---- Document excerpt

Behind the scenes
The making-of of my blog
During christmas break I refactored (and also revived) this blog, which was motivated by my intend to blog on a regular basis. When I started it, I developed a tiny PHP website framework as a side project and my blog was its first use case. This was big fun and I learned a lot. But even though I still believe in its initial idea, my interest in PHP decreased in a great measure throughout the last year. I never managed to finish a single release of the framework and the only reason for me to catch up on that would be to properly file that project away.
Beyond the fact, that development and maintenance kept me off from actually writing and publishing stuff, my motivation to run this blog also has shifted. Way back when I started, I was primarily interested in building a blog engine, nowadays I rather like to concentrate on using the blog and writing posts for it. (By the way: I often found that I am not the only blogger, who transitioned through this particular process.)
Blog engine
For all these reasons, I tried to get rid of the tools and decided to condense maintenance expenses to a bare minimum. My first consideration was to migrate to medium.com (or svtble or whatever). These blog services offer most likely the easiest way to bootstrap a blog with a least time-to-first-blogpost. Also they don’t just offer blogging, but you also become part of their community, which makes it much simpler to spread the word. However, there is one thing, which I really dislike about these kinds of services: that everything looks the same.
Let me explain: When it comes to personal websites I sometimes miss the old web-1.0 days, where everyone grabbed some webspace (like 10 MB storage and 500 MB traffic) and build their own creepy little homepage. Of course these days lacked connectivity and socialness, but if you leave these aspects out for a moment, the web was at least individual back then. Today, our (social) web experience and the way of interacting with one another is dictated by single companies. And this is not just a matter of visuality; it also refers to the fact how these companies define, depict and model the way we present ourselves and communicate with each other. This frustrates me a lot, as I see that it takes away lots of value from the basic idea of what the internet basically was ought to be. – However, that would be a whole topic in itself.

--------
---- Provided material

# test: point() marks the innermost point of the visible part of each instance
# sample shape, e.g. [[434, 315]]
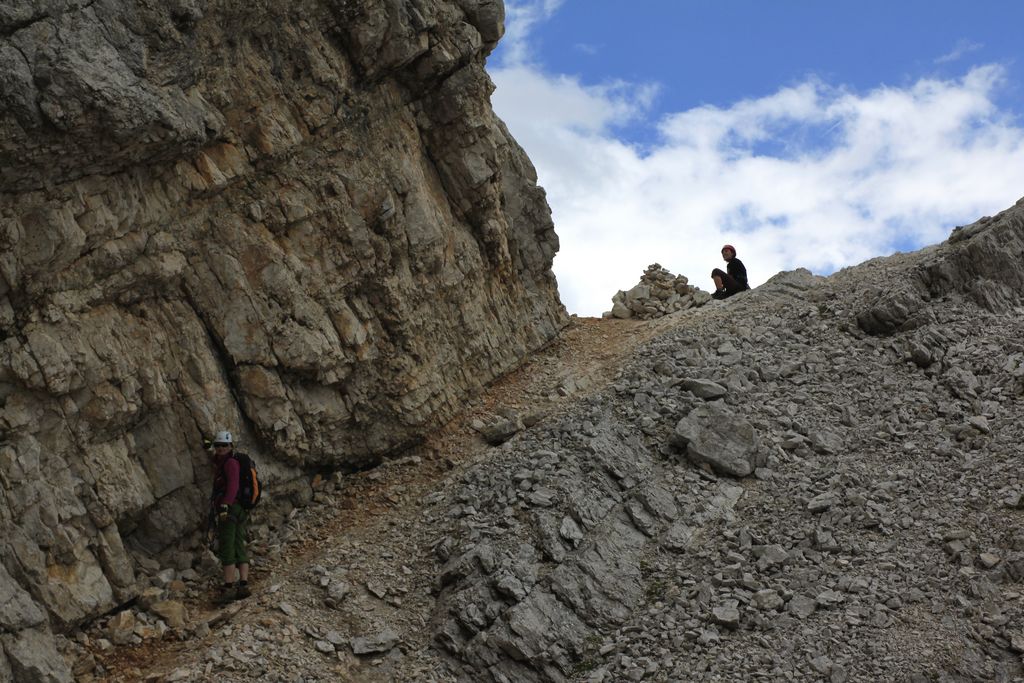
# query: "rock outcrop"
[[863, 524], [883, 515], [301, 221], [658, 293]]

--------

Pick up the blog post about remaking a personal blog where it stops and keep writing it. The listing is separate material and has no connection to the blog post.

(The result):
So, let’s get back on track: considering all this, I had these four requirements for my blog to be left over:
- Self hosted (or at least: self hostable)
- Minimal maintenance effort
- Full control over layout
- Blogposts in standardized data format (markdown preferred)
It didn’t take all that long to find a solution: Jekyll brings all these features and additionally, Github thankfully offers free Jekyll hosting with Github Pages (which is awesome!). Since my old blogposts where already written in markdown I was able to migrate them in a short length of time.
Frontend
Even though I didn’t intend to change the layout of my blog, I entirely rewrote my stylesheets. I did that not just for the sake of housekeeping, it truly was a necessary refactoring: My former stylesheets where written in LESS1 – which was new to me 2 years ago – and I frankly didn’t have much clue of what I was doing. Indeed, I did a lot of rookie mistakes:
- I made excessive use of variables, because I over-obeyed the DRY rule. As a result, I achieved the opposite of what I actually intended: my stylesheets where highly coupled and strongly dependent on one another. → Modularity: singular.
- For some reason, I decided to keep my markup clean from CSS classes and the possibility to nest classes in LESS/SASS played into my hands (at least, that was what I thought). As a downside, my stylesheets became gigantic monoliths and reusability disrupted completely. → Changeability: painful.
- I didn’t have a clear strategy to handle my media queries and it turned out I technically had four versions of my styles (since my layout has four breakpoints). In the end, my media queries where scattered and became very hard to track down. → Structure: unclear.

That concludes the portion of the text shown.